Each entry that appears below should be restated exactly as it is.

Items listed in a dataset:
========

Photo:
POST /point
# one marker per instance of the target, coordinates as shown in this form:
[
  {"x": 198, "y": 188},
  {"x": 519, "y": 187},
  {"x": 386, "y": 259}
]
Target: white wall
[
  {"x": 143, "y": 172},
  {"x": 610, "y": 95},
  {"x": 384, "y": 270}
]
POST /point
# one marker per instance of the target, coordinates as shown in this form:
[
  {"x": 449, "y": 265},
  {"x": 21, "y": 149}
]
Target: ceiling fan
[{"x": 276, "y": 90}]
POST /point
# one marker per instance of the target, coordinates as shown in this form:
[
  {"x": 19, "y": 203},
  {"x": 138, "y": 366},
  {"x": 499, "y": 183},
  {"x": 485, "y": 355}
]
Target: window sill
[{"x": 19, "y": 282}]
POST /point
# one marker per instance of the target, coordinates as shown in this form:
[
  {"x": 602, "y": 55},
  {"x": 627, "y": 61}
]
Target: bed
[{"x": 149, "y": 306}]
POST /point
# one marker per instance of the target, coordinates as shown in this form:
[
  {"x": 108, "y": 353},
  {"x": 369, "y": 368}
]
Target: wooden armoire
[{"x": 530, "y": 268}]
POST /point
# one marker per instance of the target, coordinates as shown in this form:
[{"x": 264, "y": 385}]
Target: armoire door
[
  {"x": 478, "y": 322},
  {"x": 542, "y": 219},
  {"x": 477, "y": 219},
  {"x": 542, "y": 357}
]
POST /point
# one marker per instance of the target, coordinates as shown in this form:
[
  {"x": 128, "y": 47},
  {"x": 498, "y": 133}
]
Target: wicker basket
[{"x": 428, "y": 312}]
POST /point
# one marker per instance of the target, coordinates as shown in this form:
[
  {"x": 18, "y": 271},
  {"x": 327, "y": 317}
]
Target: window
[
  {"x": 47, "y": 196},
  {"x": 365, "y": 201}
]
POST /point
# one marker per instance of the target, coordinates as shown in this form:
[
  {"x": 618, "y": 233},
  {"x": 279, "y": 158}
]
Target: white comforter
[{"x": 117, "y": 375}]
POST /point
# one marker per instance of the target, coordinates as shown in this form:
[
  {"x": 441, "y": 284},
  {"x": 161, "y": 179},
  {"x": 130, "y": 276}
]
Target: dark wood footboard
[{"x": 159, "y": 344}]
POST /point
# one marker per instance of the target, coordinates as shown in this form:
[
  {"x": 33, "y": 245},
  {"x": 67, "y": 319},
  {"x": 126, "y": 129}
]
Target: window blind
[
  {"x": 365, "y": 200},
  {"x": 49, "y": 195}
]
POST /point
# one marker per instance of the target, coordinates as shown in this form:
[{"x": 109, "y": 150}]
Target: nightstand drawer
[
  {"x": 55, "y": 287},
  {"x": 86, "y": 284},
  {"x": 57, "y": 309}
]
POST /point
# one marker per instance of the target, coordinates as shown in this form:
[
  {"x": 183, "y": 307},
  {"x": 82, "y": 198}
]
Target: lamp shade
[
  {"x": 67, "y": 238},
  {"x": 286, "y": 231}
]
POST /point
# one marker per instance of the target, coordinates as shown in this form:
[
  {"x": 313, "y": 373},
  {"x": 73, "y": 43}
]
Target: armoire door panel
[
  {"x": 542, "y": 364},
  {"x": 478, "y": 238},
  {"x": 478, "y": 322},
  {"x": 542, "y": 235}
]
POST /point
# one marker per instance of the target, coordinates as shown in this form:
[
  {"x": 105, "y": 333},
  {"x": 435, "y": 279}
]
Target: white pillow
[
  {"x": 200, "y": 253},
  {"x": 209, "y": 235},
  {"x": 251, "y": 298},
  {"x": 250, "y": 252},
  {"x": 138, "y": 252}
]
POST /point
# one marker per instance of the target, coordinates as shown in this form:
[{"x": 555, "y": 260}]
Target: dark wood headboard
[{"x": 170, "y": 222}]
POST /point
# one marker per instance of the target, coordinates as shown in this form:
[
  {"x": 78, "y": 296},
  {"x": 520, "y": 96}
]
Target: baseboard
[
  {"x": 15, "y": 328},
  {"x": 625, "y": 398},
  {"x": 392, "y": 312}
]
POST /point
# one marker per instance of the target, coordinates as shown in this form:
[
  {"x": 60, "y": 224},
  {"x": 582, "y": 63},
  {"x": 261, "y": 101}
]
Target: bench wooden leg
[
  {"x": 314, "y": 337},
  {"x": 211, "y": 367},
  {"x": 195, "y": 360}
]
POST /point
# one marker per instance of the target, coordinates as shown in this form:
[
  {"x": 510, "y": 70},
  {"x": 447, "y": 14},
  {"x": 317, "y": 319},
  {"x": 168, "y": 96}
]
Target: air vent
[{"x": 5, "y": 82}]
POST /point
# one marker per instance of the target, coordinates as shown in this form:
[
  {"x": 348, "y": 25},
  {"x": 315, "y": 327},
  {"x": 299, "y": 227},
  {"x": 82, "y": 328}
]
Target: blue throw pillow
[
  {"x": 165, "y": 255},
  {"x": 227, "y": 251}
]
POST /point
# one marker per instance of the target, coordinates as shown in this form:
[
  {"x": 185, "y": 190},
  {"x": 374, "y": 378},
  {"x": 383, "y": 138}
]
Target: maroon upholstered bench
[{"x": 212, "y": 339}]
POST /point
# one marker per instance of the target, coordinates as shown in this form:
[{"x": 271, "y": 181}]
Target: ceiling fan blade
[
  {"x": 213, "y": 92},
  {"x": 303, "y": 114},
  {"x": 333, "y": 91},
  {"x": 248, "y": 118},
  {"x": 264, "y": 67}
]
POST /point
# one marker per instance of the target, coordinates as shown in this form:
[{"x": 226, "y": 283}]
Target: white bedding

========

EXERCISE ANSWER:
Photo:
POST /point
# one marker per instance of the target, coordinates as shown in this form:
[
  {"x": 198, "y": 188},
  {"x": 519, "y": 187},
  {"x": 386, "y": 259}
]
Target: white wall
[
  {"x": 143, "y": 172},
  {"x": 610, "y": 95},
  {"x": 384, "y": 270}
]
POST /point
# one marker per instance of the target, coordinates as shown in this form:
[
  {"x": 449, "y": 265},
  {"x": 21, "y": 149}
]
Target: ceiling fan
[{"x": 276, "y": 90}]
POST /point
# one marker per instance of the target, coordinates as shown in this form:
[
  {"x": 19, "y": 203},
  {"x": 138, "y": 366},
  {"x": 499, "y": 183},
  {"x": 485, "y": 355}
]
Target: window sill
[{"x": 19, "y": 282}]
POST /point
# one marker per instance of the target, coordinates as shown in this form:
[
  {"x": 602, "y": 55},
  {"x": 627, "y": 61}
]
Target: bed
[{"x": 149, "y": 306}]
POST /point
# one marker per instance of the target, coordinates as shown in this form:
[
  {"x": 108, "y": 353},
  {"x": 369, "y": 368}
]
Target: wooden armoire
[{"x": 530, "y": 268}]
POST /point
# one marker per instance of the target, coordinates as shown in this form:
[{"x": 264, "y": 385}]
Target: armoire door
[
  {"x": 478, "y": 322},
  {"x": 542, "y": 219},
  {"x": 477, "y": 219},
  {"x": 542, "y": 357}
]
POST /point
# one marker per instance of the target, coordinates as shown in this form:
[
  {"x": 128, "y": 47},
  {"x": 498, "y": 133}
]
Target: wicker basket
[{"x": 428, "y": 312}]
POST /point
# one marker per instance of the target, coordinates as shown in this form:
[
  {"x": 18, "y": 271},
  {"x": 327, "y": 317}
]
Target: window
[
  {"x": 47, "y": 196},
  {"x": 365, "y": 201}
]
POST /point
# one marker per instance of the target, coordinates as shown in this form:
[
  {"x": 618, "y": 233},
  {"x": 279, "y": 158}
]
Target: white comforter
[{"x": 117, "y": 375}]
POST /point
# one marker per instance of the target, coordinates as shown in this form:
[
  {"x": 441, "y": 284},
  {"x": 161, "y": 179},
  {"x": 130, "y": 276}
]
Target: dark wood footboard
[{"x": 159, "y": 344}]
POST /point
# one marker per instance of the target, coordinates as shown in this form:
[
  {"x": 33, "y": 245},
  {"x": 67, "y": 319},
  {"x": 126, "y": 129}
]
Target: window blind
[
  {"x": 365, "y": 200},
  {"x": 49, "y": 195}
]
POST /point
# one marker per instance of the target, coordinates as shown in this form:
[{"x": 109, "y": 150}]
Target: nightstand drawer
[
  {"x": 55, "y": 287},
  {"x": 86, "y": 284},
  {"x": 57, "y": 309}
]
POST /point
# one marker per instance of the target, coordinates as shown in this form:
[
  {"x": 183, "y": 307},
  {"x": 82, "y": 198}
]
Target: lamp shade
[
  {"x": 67, "y": 238},
  {"x": 286, "y": 231}
]
POST /point
# one marker per instance of the target, coordinates as shown in this form:
[
  {"x": 313, "y": 373},
  {"x": 73, "y": 43}
]
Target: armoire door panel
[
  {"x": 542, "y": 364},
  {"x": 478, "y": 238},
  {"x": 478, "y": 322},
  {"x": 542, "y": 235}
]
POST /point
# one marker per instance of the target, coordinates as shown in this form:
[
  {"x": 105, "y": 333},
  {"x": 435, "y": 279}
]
Target: white pillow
[
  {"x": 200, "y": 253},
  {"x": 209, "y": 235},
  {"x": 251, "y": 298},
  {"x": 250, "y": 252},
  {"x": 138, "y": 252}
]
POST /point
# one marker per instance of the target, coordinates as shown in this form:
[{"x": 555, "y": 260}]
Target: dark wood headboard
[{"x": 170, "y": 222}]
POST /point
# one marker per instance of the target, coordinates as shown in this form:
[
  {"x": 78, "y": 296},
  {"x": 520, "y": 96}
]
Target: baseboard
[
  {"x": 15, "y": 328},
  {"x": 625, "y": 398},
  {"x": 392, "y": 312}
]
POST /point
# one marker per instance of the target, coordinates as shown in this form:
[
  {"x": 60, "y": 224},
  {"x": 582, "y": 63},
  {"x": 261, "y": 101}
]
Target: bench wooden leg
[
  {"x": 314, "y": 337},
  {"x": 211, "y": 367},
  {"x": 195, "y": 360}
]
POST /point
# one marker per instance of the target, coordinates as shown in this form:
[
  {"x": 510, "y": 70},
  {"x": 447, "y": 14},
  {"x": 317, "y": 319},
  {"x": 168, "y": 96}
]
Target: air vent
[{"x": 5, "y": 82}]
POST /point
# one marker per instance of the target, coordinates as shown in this form:
[
  {"x": 348, "y": 25},
  {"x": 315, "y": 327},
  {"x": 299, "y": 227},
  {"x": 82, "y": 328}
]
Target: blue throw pillow
[
  {"x": 165, "y": 255},
  {"x": 227, "y": 251}
]
POST /point
# one marker per instance of the target, coordinates as shown in this form:
[
  {"x": 185, "y": 190},
  {"x": 374, "y": 378},
  {"x": 383, "y": 138}
]
Target: maroon upholstered bench
[{"x": 212, "y": 339}]
POST /point
# one marker per instance of the target, coordinates as shown in this form:
[{"x": 271, "y": 181}]
Target: ceiling fan blade
[
  {"x": 213, "y": 92},
  {"x": 303, "y": 114},
  {"x": 333, "y": 91},
  {"x": 248, "y": 118},
  {"x": 264, "y": 67}
]
POST /point
# one marker per instance of the target, coordinates as shown in this form:
[{"x": 226, "y": 283}]
Target: white bedding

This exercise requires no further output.